WORK INSTRUCTIONS:
(a) In the Wesleyan University-Philippines text, on what date was the institution founded?
(b) Quote everything from "Wesleyan University-Philippines (WU-P)" down to "after John Wesley, the founder of Methodism." in the Wesleyan University-Philippines text.

PASSAGE FOR REVIEW:
Christian university in Nueva Ecija, Philippines

Wesleyan University-Philippines (WU-P) is a private, Protestant, non-sectarian, and non-profit higher education institution run by the United Methodist Church (UMC) in Cabanatuan, Nueva Ecija. It was founded in 1946 as the Philippine Wesleyan College and named after John Wesley, the founder of Methodism.

The university offers preschool, grade school, high school undergraduate, and graduate programs. In 2009. the university was granted autonomy status by the Commission on Higher Education.

==History==
The university was conceived by a group of Filipino and American Methodists led by the late Rev. Carlos Mañacop Sr. as part of the realization of their ecclesiastic mission. It was founded on July 1, 1946, and was named Philippine Wesleyan College. It was incorporated on April 28, 1948. The institution was named in memory of John Wesley, the founder of Methodism. It started operating in "sawali" and wooden structure erected on an 800-square meter lot at the corner of Quimzon and Mabini Streets in Cabanatuan, with its first set of 19 faculty and staff and batch of 368 students enrolled in Liberal Arts, Education, Elementary and High School programs.  The university was granted government recognition on June 26, 1947, and incorporated on April 28, 1948.

Natural-language descriptions of regions:
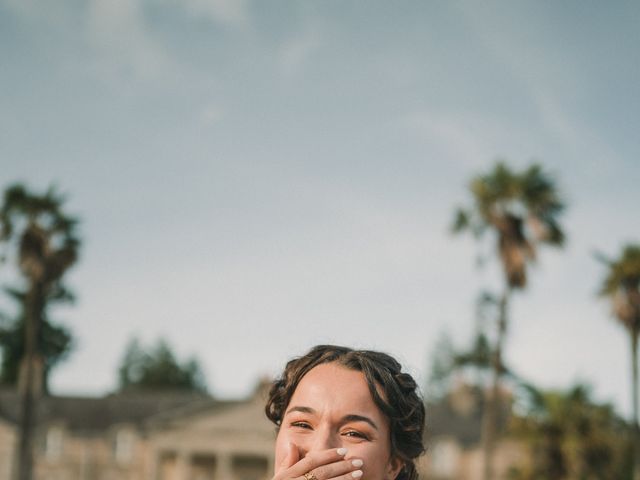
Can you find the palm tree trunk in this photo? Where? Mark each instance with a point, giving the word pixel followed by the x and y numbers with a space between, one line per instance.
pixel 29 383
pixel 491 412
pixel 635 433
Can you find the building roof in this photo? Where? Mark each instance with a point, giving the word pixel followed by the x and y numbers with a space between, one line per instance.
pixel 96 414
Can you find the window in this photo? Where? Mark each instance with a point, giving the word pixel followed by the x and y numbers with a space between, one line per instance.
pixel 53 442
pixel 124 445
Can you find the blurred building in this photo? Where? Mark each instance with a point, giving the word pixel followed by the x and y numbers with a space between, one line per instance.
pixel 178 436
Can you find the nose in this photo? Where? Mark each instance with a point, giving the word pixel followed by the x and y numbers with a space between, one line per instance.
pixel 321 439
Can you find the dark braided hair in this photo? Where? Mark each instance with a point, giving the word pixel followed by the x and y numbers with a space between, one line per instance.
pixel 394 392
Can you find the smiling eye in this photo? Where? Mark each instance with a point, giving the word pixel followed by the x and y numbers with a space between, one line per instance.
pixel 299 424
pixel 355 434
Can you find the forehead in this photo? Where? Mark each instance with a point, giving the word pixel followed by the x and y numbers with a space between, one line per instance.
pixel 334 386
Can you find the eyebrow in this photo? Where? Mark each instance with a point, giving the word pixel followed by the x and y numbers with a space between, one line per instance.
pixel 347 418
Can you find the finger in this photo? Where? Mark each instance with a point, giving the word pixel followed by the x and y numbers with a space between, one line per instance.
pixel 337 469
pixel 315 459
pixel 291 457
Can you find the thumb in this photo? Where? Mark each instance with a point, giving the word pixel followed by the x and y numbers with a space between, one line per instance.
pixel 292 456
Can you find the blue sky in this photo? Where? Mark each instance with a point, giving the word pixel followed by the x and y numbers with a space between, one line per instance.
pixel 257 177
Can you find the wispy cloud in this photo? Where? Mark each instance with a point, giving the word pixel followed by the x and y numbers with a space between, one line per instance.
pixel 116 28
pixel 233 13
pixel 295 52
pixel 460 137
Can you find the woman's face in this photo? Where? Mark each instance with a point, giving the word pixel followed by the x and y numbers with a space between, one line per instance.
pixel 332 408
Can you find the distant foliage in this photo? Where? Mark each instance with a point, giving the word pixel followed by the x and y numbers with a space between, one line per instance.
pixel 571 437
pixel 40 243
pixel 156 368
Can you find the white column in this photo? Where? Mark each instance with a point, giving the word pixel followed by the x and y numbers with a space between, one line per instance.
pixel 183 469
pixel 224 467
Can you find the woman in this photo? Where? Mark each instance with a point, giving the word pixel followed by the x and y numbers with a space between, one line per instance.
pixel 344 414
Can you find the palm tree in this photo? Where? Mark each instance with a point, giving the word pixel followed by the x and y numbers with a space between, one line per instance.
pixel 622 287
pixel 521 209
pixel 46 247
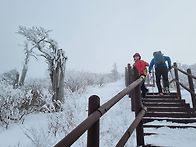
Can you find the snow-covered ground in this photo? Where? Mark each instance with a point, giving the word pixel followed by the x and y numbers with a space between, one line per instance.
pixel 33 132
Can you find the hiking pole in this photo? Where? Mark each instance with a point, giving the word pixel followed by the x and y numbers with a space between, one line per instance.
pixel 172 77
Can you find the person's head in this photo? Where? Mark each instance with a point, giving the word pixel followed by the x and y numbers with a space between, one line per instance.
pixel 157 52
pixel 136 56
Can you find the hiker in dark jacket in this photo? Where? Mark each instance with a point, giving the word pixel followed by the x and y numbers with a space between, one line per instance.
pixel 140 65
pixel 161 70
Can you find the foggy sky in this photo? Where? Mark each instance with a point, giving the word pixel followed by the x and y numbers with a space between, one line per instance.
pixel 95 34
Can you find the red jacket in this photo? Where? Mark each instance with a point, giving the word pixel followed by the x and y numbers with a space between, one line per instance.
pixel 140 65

EXPECTED OUTPUTS:
(a) July 1, 1946

(b)
Wesleyan University-Philippines (WU-P) is a private, Protestant, non-sectarian, and non-profit higher education institution run by the United Methodist Church (UMC) in Cabanatuan, Nueva Ecija. It was founded in 1946 as the Philippine Wesleyan College and named after John Wesley, the founder of Methodism.